*** Begin section ***

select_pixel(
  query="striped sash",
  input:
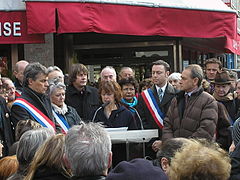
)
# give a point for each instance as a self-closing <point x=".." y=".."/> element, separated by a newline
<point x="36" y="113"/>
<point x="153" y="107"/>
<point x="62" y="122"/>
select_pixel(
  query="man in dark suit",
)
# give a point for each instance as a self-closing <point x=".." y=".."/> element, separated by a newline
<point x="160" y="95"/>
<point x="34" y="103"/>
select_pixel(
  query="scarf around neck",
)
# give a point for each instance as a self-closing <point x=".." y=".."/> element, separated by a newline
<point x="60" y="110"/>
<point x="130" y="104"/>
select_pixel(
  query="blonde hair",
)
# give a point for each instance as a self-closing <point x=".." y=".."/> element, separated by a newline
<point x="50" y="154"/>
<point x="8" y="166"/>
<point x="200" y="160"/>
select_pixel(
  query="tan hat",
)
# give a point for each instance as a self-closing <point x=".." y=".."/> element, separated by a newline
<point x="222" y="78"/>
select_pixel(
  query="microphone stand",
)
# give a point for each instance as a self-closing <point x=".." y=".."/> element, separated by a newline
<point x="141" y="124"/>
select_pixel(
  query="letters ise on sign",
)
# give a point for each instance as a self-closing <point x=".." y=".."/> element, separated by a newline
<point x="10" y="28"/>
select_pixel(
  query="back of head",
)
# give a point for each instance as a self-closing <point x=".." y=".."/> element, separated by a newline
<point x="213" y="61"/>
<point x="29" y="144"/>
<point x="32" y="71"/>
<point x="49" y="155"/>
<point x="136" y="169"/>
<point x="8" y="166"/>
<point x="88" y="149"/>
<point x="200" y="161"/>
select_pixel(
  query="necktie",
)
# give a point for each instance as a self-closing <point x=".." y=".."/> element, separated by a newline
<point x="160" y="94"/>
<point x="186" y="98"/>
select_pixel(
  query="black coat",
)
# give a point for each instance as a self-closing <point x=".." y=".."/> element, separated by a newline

*** End section ***
*** Begin section ***

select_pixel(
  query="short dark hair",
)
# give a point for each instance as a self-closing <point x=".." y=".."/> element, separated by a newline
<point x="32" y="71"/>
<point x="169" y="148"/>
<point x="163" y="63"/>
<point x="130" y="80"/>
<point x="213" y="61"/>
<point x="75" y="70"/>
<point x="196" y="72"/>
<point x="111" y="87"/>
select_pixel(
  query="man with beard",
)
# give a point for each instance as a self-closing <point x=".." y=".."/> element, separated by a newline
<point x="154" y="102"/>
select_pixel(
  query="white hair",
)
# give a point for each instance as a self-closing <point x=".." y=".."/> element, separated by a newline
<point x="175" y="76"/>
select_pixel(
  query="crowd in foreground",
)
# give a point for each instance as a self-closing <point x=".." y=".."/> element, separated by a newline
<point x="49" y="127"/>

*** End section ***

Search the material above for the word "hair", and return each line that holds it.

  query="blonde hair",
  query="short dark hair",
  query="white hair",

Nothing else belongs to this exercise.